Write the records out again exactly, leaving no images in.

***** DATA PROVIDED

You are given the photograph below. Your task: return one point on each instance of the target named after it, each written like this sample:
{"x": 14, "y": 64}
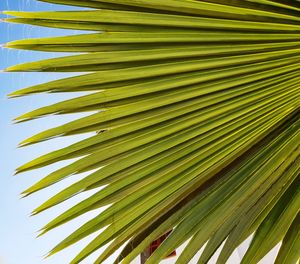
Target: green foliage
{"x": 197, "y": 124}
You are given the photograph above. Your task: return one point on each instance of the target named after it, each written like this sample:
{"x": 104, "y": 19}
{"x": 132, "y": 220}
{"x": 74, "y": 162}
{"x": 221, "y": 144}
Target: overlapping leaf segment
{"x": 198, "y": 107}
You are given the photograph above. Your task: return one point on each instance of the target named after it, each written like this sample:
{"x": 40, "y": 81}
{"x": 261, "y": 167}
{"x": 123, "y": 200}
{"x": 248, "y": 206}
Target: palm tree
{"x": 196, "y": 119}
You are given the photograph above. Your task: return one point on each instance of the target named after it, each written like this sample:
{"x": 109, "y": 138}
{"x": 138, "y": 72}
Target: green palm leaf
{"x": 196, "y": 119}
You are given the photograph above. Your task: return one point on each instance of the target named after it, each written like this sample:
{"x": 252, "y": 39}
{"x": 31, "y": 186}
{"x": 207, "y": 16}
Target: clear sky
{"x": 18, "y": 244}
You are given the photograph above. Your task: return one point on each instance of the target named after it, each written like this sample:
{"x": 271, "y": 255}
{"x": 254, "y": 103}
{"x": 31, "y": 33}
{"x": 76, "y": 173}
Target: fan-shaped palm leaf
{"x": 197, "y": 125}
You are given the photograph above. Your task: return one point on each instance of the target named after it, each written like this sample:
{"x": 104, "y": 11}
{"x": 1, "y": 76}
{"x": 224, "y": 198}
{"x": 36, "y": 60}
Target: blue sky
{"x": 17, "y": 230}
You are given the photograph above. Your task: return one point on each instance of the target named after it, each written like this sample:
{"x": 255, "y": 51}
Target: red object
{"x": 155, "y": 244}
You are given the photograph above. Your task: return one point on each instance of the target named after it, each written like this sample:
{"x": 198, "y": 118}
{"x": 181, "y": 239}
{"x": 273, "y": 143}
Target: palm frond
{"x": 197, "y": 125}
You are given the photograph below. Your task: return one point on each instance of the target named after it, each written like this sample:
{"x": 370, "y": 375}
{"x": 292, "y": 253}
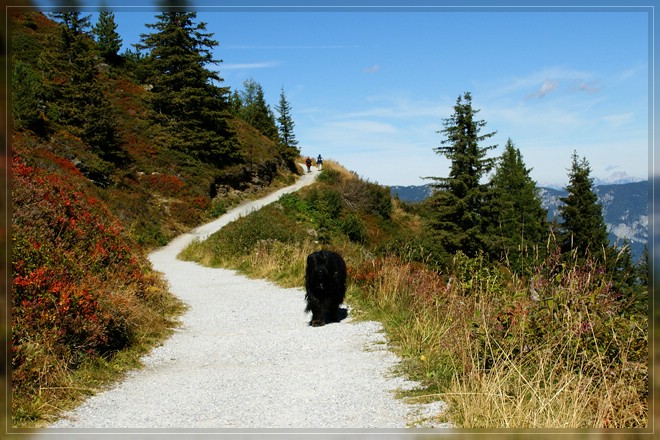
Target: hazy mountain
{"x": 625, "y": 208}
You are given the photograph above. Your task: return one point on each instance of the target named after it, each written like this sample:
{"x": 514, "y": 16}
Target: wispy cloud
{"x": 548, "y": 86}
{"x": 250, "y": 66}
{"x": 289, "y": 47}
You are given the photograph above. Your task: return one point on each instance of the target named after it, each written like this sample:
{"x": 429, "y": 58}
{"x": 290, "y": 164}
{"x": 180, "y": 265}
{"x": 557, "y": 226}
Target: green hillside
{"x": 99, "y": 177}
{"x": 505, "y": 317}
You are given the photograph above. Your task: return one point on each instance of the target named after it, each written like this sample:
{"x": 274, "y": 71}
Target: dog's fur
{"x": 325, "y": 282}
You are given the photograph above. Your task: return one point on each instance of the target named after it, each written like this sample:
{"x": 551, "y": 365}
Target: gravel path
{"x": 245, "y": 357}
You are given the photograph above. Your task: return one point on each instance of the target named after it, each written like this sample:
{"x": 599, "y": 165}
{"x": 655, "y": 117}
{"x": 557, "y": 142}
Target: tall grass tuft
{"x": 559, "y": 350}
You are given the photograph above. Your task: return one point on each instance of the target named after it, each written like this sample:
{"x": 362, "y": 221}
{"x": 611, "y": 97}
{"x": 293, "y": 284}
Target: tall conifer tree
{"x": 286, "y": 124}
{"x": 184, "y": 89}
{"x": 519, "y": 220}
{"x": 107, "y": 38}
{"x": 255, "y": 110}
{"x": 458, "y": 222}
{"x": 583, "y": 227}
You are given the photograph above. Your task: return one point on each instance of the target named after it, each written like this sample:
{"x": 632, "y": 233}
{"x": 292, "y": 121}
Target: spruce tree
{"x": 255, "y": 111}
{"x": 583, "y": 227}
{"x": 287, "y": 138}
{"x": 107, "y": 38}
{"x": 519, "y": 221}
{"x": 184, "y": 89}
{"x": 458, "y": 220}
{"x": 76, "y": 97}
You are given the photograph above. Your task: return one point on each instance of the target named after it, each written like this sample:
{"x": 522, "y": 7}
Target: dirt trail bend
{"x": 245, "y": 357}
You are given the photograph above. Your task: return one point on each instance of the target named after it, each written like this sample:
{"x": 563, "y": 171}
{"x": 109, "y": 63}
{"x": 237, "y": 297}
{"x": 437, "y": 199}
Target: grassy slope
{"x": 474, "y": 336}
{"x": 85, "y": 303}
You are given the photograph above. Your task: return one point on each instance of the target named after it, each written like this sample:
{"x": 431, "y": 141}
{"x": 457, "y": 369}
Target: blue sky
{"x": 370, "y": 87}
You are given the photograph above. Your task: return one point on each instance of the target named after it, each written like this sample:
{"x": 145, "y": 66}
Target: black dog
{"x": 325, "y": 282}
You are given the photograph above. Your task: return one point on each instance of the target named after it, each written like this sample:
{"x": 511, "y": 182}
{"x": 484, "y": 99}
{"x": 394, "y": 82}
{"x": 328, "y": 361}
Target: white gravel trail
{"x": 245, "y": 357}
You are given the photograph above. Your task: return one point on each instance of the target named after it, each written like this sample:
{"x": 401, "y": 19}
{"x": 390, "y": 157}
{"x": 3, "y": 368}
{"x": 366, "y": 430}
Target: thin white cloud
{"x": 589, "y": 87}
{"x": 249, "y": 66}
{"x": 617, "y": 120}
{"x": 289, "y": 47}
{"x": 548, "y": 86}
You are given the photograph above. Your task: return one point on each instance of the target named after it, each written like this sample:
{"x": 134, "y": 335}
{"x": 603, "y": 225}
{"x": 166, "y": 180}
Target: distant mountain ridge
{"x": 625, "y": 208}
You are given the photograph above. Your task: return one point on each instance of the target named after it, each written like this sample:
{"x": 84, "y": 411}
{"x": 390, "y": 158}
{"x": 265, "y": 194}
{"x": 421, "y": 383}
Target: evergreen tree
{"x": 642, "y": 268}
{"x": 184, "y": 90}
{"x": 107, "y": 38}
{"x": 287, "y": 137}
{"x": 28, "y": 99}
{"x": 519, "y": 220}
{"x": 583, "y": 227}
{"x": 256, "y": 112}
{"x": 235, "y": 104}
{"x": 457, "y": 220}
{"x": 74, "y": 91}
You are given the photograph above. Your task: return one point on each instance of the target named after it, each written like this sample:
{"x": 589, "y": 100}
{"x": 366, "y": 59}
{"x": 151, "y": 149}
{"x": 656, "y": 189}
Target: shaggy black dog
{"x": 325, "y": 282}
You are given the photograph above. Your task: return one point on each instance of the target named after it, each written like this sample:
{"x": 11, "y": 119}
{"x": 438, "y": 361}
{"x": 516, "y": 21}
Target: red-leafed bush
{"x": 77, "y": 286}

**********

- _EXPECTED OUTPUT_
You are given the photograph below. Your task: return one point on each instance of the target named after it, each written like this sample:
{"x": 14, "y": 64}
Target: green foliage
{"x": 197, "y": 124}
You are given the photograph above. Your task: return one point on each instance of the target named after it, each written like this sample:
{"x": 104, "y": 19}
{"x": 132, "y": 220}
{"x": 74, "y": 162}
{"x": 221, "y": 144}
Target: overlapping leaf segment
{"x": 198, "y": 107}
You are given the photograph above. Your task: return one point on each instance of the target named after it, each written like this sample:
{"x": 40, "y": 81}
{"x": 261, "y": 167}
{"x": 123, "y": 200}
{"x": 248, "y": 206}
Target: palm tree
{"x": 196, "y": 119}
You are given the photograph above. Your task: return one point on each instance of the target named after it, each written like this sample:
{"x": 109, "y": 138}
{"x": 138, "y": 72}
Target: green palm leaf
{"x": 196, "y": 119}
You are given the photograph above. Your task: return one point on each instance of the target named after it, each written like this sample:
{"x": 252, "y": 39}
{"x": 31, "y": 186}
{"x": 207, "y": 16}
Target: clear sky
{"x": 18, "y": 244}
You are given the photograph above. Your task: return one point on each instance of the target named after it, each written like this sample:
{"x": 271, "y": 255}
{"x": 254, "y": 103}
{"x": 31, "y": 33}
{"x": 76, "y": 173}
Target: fan-shaped palm leaf
{"x": 197, "y": 125}
You are given the photograph above. Your task: return one point on each instance of the target named after it, each written like this sample:
{"x": 104, "y": 11}
{"x": 1, "y": 76}
{"x": 224, "y": 198}
{"x": 36, "y": 60}
Target: blue sky
{"x": 17, "y": 230}
You are given the photograph above. Your task: return one point on each instance of the target named after it, each written like this sample:
{"x": 255, "y": 51}
Target: red object
{"x": 155, "y": 244}
You are given the photograph above. Your task: return one point on each instance of the target named after it, each written like this sample:
{"x": 198, "y": 118}
{"x": 181, "y": 239}
{"x": 273, "y": 143}
Target: palm frond
{"x": 197, "y": 125}
You are given the photograph below. Your task: return one point on each instance of the target named after it, each written like this sample:
{"x": 370, "y": 375}
{"x": 292, "y": 253}
Target: hazy mountain
{"x": 625, "y": 208}
You are given the photograph above. Your task: return one point on each instance of the target named after it, each written like this sample:
{"x": 514, "y": 16}
Target: wispy cloud
{"x": 548, "y": 86}
{"x": 250, "y": 66}
{"x": 289, "y": 47}
You are given the photograph above. Your task: return one point on each instance of the target named after it, each written like this sample:
{"x": 429, "y": 58}
{"x": 290, "y": 164}
{"x": 180, "y": 265}
{"x": 557, "y": 226}
Target: green hillside
{"x": 99, "y": 177}
{"x": 505, "y": 317}
You are given the photograph above. Your task: return one point on each instance of the target named after it, each written like this sample:
{"x": 274, "y": 71}
Target: dog's fur
{"x": 325, "y": 282}
You are given the photograph above. Your task: return one point on each instance of the target named after it, each written like this sample:
{"x": 551, "y": 365}
Target: gravel path
{"x": 245, "y": 357}
You are given the photograph above. Your task: return one point on each instance of the target named after it, each written like this sample:
{"x": 599, "y": 165}
{"x": 655, "y": 117}
{"x": 557, "y": 142}
Target: tall grass tuft
{"x": 559, "y": 350}
You are given the photograph above. Your task: return one point on each instance of the target named after it, each written like this sample:
{"x": 362, "y": 221}
{"x": 611, "y": 97}
{"x": 293, "y": 284}
Target: tall conifer tree
{"x": 286, "y": 124}
{"x": 184, "y": 89}
{"x": 519, "y": 220}
{"x": 107, "y": 38}
{"x": 255, "y": 110}
{"x": 458, "y": 222}
{"x": 583, "y": 227}
You are given the photograph above. Your task: return one point on each instance of the target named after it, each written like this sample:
{"x": 632, "y": 233}
{"x": 292, "y": 121}
Target: spruce tree
{"x": 255, "y": 111}
{"x": 583, "y": 227}
{"x": 287, "y": 138}
{"x": 107, "y": 38}
{"x": 519, "y": 221}
{"x": 184, "y": 89}
{"x": 458, "y": 220}
{"x": 76, "y": 97}
You are given the photograph above. Your task: return one point on each instance of the target named after it, each written like this sample:
{"x": 522, "y": 7}
Target: dirt trail bend
{"x": 245, "y": 357}
You are given the photograph above. Your task: return one point on each instance of the target named after it, each written like this sample:
{"x": 563, "y": 171}
{"x": 109, "y": 63}
{"x": 237, "y": 297}
{"x": 437, "y": 199}
Target: grassy slope
{"x": 474, "y": 336}
{"x": 85, "y": 303}
You are given the photograph above. Your task: return one point on each instance of the target named after it, each written like this sample:
{"x": 431, "y": 141}
{"x": 457, "y": 369}
Target: blue sky
{"x": 370, "y": 87}
You are given the photograph above. Your task: return one point on each instance of the target named after it, each written like this sample:
{"x": 145, "y": 66}
Target: black dog
{"x": 325, "y": 282}
You are given the photograph above. Your task: return one point on each instance of the target named after it, each written like this sample:
{"x": 511, "y": 182}
{"x": 484, "y": 99}
{"x": 394, "y": 82}
{"x": 328, "y": 361}
Target: white gravel trail
{"x": 245, "y": 357}
You are given the photograph above. Your task: return one point on each instance of the target named after it, each written like this sample:
{"x": 401, "y": 19}
{"x": 390, "y": 157}
{"x": 3, "y": 368}
{"x": 366, "y": 430}
Target: thin white cloud
{"x": 589, "y": 87}
{"x": 249, "y": 66}
{"x": 617, "y": 120}
{"x": 289, "y": 47}
{"x": 548, "y": 86}
You are given the photograph above. Your task: return one point on each instance of the target named after it, each written like this sample:
{"x": 134, "y": 335}
{"x": 603, "y": 225}
{"x": 166, "y": 180}
Target: distant mountain ridge
{"x": 625, "y": 208}
You are given the photograph above. Your task: return one point on each instance of the target named after it, each written like this sample:
{"x": 84, "y": 411}
{"x": 390, "y": 158}
{"x": 265, "y": 194}
{"x": 421, "y": 383}
Target: evergreen tree
{"x": 642, "y": 268}
{"x": 184, "y": 90}
{"x": 107, "y": 38}
{"x": 287, "y": 137}
{"x": 28, "y": 99}
{"x": 519, "y": 220}
{"x": 583, "y": 227}
{"x": 256, "y": 112}
{"x": 235, "y": 104}
{"x": 457, "y": 220}
{"x": 74, "y": 91}
You are given the photograph above. Your task: return one point on each instance of the target named after it, each written like this sample:
{"x": 589, "y": 100}
{"x": 366, "y": 59}
{"x": 151, "y": 149}
{"x": 656, "y": 189}
Target: shaggy black dog
{"x": 325, "y": 282}
You are given the photograph above. Your task: return one point on each instance of the target named after it, each written like this sample:
{"x": 11, "y": 119}
{"x": 438, "y": 361}
{"x": 516, "y": 21}
Target: red-leafed bush
{"x": 77, "y": 286}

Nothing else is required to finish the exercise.